> _STATED EXERCISE_: Output each line of the listing below as a Markdown table with the columns No. and Line, numbering the rows and skipping any blank lines. Leave the pictures out.

--- Start of EXTRACTED DATA ---

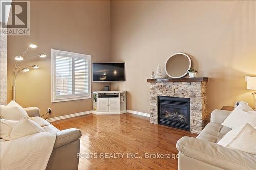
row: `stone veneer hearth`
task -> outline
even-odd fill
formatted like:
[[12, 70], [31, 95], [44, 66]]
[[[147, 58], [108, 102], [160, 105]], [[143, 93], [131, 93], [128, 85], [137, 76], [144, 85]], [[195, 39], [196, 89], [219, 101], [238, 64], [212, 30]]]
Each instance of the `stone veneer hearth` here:
[[199, 133], [206, 123], [207, 78], [148, 79], [150, 122], [158, 124], [157, 96], [190, 99], [190, 131]]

--- End of EXTRACTED DATA ---

> _RESULT_:
| No. | Line |
|---|---|
| 1 | row: `stone veneer hearth` |
| 2 | task -> outline |
| 3 | even-odd fill |
| 4 | formatted like: |
| 5 | [[12, 70], [31, 95], [44, 66]] |
| 6 | [[[147, 58], [108, 102], [160, 105]], [[143, 93], [131, 93], [128, 85], [137, 76], [144, 85]], [[195, 39], [196, 89], [219, 101], [238, 64], [212, 30]]] |
| 7 | Each instance of the `stone veneer hearth` here: |
| 8 | [[199, 133], [206, 123], [207, 78], [148, 79], [150, 122], [158, 124], [157, 96], [190, 99], [190, 131]] |